◆ Your goal ◆
Transcribe all of the data exactly. Images stay out.

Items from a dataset

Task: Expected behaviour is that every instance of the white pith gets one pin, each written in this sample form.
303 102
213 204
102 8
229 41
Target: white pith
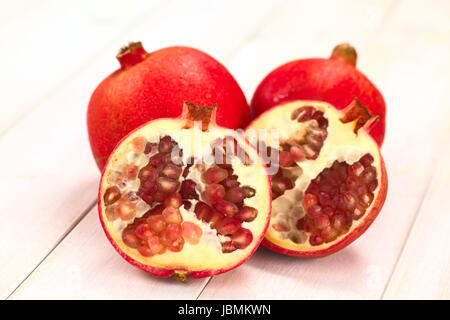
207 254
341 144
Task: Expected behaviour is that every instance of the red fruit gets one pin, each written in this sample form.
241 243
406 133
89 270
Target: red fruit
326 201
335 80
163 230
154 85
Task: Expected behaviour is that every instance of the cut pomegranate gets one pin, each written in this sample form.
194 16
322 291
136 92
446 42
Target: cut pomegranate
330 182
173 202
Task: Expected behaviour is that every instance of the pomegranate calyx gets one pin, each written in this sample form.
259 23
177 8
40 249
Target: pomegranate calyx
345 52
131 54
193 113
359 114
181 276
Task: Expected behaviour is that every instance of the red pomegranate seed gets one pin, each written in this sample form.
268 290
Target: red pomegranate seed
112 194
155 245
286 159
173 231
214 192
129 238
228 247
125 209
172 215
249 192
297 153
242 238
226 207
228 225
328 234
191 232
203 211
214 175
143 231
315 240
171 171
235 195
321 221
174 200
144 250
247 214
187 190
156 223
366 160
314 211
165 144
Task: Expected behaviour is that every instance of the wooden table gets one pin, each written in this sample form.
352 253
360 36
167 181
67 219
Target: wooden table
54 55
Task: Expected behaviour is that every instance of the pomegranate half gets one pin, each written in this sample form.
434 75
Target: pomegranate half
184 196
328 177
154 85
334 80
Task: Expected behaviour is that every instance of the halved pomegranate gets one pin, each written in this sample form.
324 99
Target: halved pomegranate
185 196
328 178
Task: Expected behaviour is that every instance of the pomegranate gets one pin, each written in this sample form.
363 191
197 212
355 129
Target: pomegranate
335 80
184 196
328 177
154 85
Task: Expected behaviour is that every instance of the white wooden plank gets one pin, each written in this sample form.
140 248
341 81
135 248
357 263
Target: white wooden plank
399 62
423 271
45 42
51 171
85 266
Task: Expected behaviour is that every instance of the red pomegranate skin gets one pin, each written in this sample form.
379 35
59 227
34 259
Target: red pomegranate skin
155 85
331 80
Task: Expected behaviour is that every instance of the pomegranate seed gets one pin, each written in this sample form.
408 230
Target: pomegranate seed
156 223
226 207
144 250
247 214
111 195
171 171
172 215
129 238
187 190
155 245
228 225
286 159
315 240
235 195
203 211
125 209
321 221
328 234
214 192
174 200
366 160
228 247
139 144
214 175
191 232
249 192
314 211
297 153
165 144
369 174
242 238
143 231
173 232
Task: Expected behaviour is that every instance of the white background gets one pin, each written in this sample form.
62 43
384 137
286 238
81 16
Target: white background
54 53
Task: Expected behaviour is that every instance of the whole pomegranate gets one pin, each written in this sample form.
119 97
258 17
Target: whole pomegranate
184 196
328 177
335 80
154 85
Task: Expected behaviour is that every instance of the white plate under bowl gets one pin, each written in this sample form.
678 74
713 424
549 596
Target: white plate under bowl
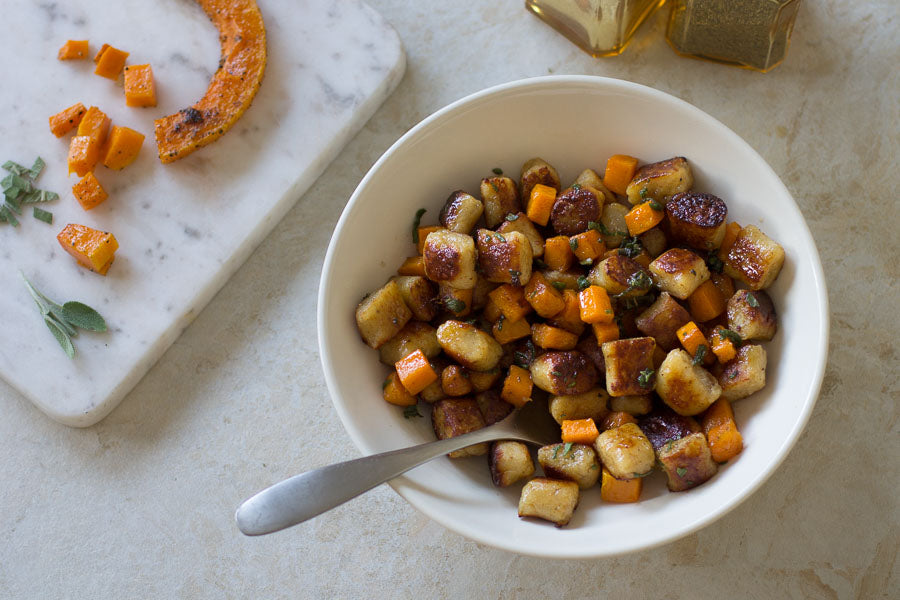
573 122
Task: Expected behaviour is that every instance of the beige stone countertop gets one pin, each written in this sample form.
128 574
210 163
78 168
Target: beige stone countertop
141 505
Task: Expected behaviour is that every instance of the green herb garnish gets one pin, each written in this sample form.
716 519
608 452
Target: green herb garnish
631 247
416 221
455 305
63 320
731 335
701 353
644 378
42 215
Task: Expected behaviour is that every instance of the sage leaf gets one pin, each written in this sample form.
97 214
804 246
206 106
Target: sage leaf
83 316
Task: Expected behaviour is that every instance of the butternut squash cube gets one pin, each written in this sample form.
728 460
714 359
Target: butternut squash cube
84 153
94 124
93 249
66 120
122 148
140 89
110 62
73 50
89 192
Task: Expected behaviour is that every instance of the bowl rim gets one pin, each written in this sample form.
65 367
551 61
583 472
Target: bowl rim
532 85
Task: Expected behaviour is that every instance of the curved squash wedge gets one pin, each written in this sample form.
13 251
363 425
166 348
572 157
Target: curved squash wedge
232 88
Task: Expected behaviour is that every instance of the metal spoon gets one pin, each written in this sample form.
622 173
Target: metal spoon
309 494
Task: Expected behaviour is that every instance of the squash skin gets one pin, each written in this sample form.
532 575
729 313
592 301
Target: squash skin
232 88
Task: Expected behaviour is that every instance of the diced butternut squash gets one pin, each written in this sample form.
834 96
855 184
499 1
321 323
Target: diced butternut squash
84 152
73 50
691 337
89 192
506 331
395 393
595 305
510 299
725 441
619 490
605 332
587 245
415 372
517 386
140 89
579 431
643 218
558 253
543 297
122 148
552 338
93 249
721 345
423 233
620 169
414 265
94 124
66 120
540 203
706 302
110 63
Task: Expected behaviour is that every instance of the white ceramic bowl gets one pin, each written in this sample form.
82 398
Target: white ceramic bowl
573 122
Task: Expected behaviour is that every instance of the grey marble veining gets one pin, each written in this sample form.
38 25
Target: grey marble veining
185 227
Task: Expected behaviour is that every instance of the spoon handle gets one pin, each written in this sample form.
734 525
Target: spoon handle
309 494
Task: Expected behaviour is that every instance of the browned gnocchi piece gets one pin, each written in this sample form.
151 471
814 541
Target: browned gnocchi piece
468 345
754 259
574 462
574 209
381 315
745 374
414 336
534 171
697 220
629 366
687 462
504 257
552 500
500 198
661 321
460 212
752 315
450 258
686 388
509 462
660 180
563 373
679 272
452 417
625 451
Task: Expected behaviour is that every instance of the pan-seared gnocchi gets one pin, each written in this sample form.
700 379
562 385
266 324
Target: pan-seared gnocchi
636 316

◆ Solution to the problem ◆
Task: Expected behaviour is that every instance of the white pith gets one pin, each written in this sample form.
303 102
213 204
102 8
229 41
Target: white pith
207 254
341 144
Task: Expected behaviour is that every instance of the red fruit gets one pin, each written in this sample form.
241 243
406 133
89 270
Target: red fruit
326 201
335 80
163 230
154 85
Task: Expected behaviour is that every instance of the cut pomegranate gets one pin, each written in this sample form.
194 16
322 291
136 92
446 42
Target: cut pomegranate
330 182
173 202
Task: Expected behaviour is that every instance of the pomegranate calyx gets one pin, each written in this sample form.
259 23
177 8
40 249
Target: pomegranate calyx
345 52
131 54
193 113
359 114
181 276
Task: Expected behaviour is that every instance of the red pomegranate seed gets one pin, each written in this sample form.
268 290
Target: red pomegranate seed
112 194
155 245
286 159
173 231
214 192
129 238
228 247
125 209
172 215
249 192
297 153
242 238
226 207
228 225
328 234
191 232
203 211
214 175
143 231
315 240
171 171
235 195
321 221
174 200
144 250
247 214
187 190
156 223
366 160
314 211
165 144
Task: Expected behaviour is that every instance of the wooden table gets one pin, each written in this sample form.
352 253
360 36
167 181
67 219
Target: wooden table
54 55
Task: Expected behaviour is that every instance of the pomegranate half gets one pin, each written in this sample form.
434 75
Target: pomegranate half
184 196
328 177
154 85
334 80
Task: Expected behaviour is that every instance of the halved pomegranate gets one pin, each written in this sample form.
324 99
Target: halved pomegranate
185 196
328 178
Task: Expected behaviour is that every instance of the pomegranate gets one pin, each written in this sample form.
363 191
197 212
355 129
Target: pomegranate
335 80
184 196
328 177
154 85
Task: Expected behaviour is that every instance of the white wooden plank gets one pin, each written in this sample form.
140 248
341 81
135 248
357 263
Target: white wooden plank
399 62
423 271
45 42
51 171
85 266
Task: Expected behaviour is that every instance of the red pomegranate skin gets one pin, each written in this sample form.
379 35
59 227
34 259
Target: red pomegranate skin
155 85
331 80
Task: Expected behaviour is that every instance of the pomegranate seed gets one pin, each written in this sample form.
408 230
Target: pomegranate seed
156 223
226 207
144 250
247 214
111 195
171 171
172 215
129 238
187 190
155 245
228 225
286 159
315 240
235 195
203 211
125 209
321 221
328 234
214 192
174 200
366 160
228 247
139 144
214 175
191 232
249 192
314 211
297 153
165 144
369 174
242 238
143 231
173 232
Task: Expected behaviour is that every instance of the white background gets one pin, each written in this sample form.
62 43
384 137
286 238
81 16
Target: white background
54 53
Task: Expected behaviour is that every instance of the whole pomegranate gets one pin, each written in this sample form.
119 97
258 17
Target: whole pomegranate
184 196
328 177
335 80
154 85
Task: Expected behaviour is that every instance of the white plate under bowl gets one pin, each written in this sample form.
678 74
713 424
549 596
Target: white plate under bowl
573 122
Task: Expected behaviour is that every instance of the beige stone countertop gets one pin, each written in this sample form.
128 574
210 163
78 168
Target: beige stone countertop
141 505
Task: Expected behaviour is that every instance of the green herb garnish gets one pin, each written in this sample form.
716 519
608 452
Target: green herb garnish
631 247
416 221
455 305
63 320
731 335
701 353
644 378
42 215
Task: Expected behaviour is that every instance of the sage leaf gets one pin, each written in this sample form.
97 214
804 246
206 106
Target: sage leaf
83 316
Task: Expected behaviour is that every instance of the butternut squash cube gets one pin, each written in this sample form.
728 460
714 359
Target: butternut squash cube
84 153
94 124
93 249
66 120
122 148
140 89
110 62
73 50
89 192
Task: Expected behaviour is that every instance of the bowl rim gets one pin, each written in this sample form.
65 367
551 61
583 472
Target: bowl rim
532 85
Task: Expected behaviour is that every instance of the curved squash wedge gets one pin, each written in this sample form.
13 251
363 425
166 348
572 157
Target: curved squash wedge
232 88
Task: Expected behaviour is that every instance of the metal spoon gets one pin, each written in this sample form.
622 173
Target: metal spoon
309 494
Task: Expected behaviour is that every instance of the squash skin gets one pin, each written in this sample form.
532 575
729 313
592 301
Target: squash skin
232 88
Task: Expected behaviour is that every instance of the diced butternut squash gets one pin, each written in this sample form.
834 96
855 184
499 1
321 323
Target: diced butternut squash
84 152
73 50
691 337
89 192
506 331
395 393
595 305
510 299
725 441
619 490
605 332
587 245
415 372
517 386
140 89
579 431
643 218
558 253
543 297
122 148
552 338
93 249
721 345
423 233
620 169
414 265
94 124
66 120
540 203
706 302
110 63
Task: Expected behaviour is that every instance of the white ceramic bowl gets one pin, each written in this sample form.
82 398
Target: white ceramic bowl
573 122
Task: Expected behaviour is that every instance of the grey marble veining gets one pin, each written in this sample form.
38 25
Target: grey marble veining
185 227
Task: Expected behaviour is that every instance of the spoon handle gets one pin, each written in this sample form.
734 525
Target: spoon handle
309 494
Task: Expected behaviour is that every instance of the browned gnocchi piece gets one pin, each written in this sample form.
151 471
814 541
Target: browned gnocchi piece
468 345
754 259
574 462
574 209
381 315
745 374
414 336
534 171
697 220
629 366
687 462
504 257
552 500
500 198
661 321
460 212
752 315
450 258
686 388
509 462
660 180
563 373
679 272
452 417
625 451
Task: Expected behaviour is that every instance of the pan-seared gnocchi gets one pin, each written in this sample form.
700 379
562 385
266 324
Target: pan-seared gnocchi
636 316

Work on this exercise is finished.